Rows taken from a segmentation dataset
## start

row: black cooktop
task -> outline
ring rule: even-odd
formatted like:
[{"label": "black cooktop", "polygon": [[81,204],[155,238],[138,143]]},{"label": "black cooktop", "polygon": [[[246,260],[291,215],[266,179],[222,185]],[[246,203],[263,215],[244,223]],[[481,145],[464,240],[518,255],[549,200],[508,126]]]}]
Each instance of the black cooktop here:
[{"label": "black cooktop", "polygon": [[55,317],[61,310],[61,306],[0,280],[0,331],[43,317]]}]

## end

Direction: Render every line of the material above as a Markdown table with two columns, Number and Record line, and leave out any blank lines.

Reply:
| Number | Record line |
|---|---|
| 1 | row: black cooktop |
| 2 | task -> outline |
| 3 | ring rule: even-odd |
| 4 | formatted like: |
| 5 | [{"label": "black cooktop", "polygon": [[81,204],[155,238],[138,143]]},{"label": "black cooktop", "polygon": [[[246,260],[291,215],[266,179],[222,185]],[[246,203],[263,215],[244,223]],[[481,145],[464,240],[518,255],[549,200],[508,126]]]}] |
| 6 | Each instance of the black cooktop here: |
| 7 | [{"label": "black cooktop", "polygon": [[55,317],[61,310],[61,306],[0,280],[0,331],[43,317]]}] |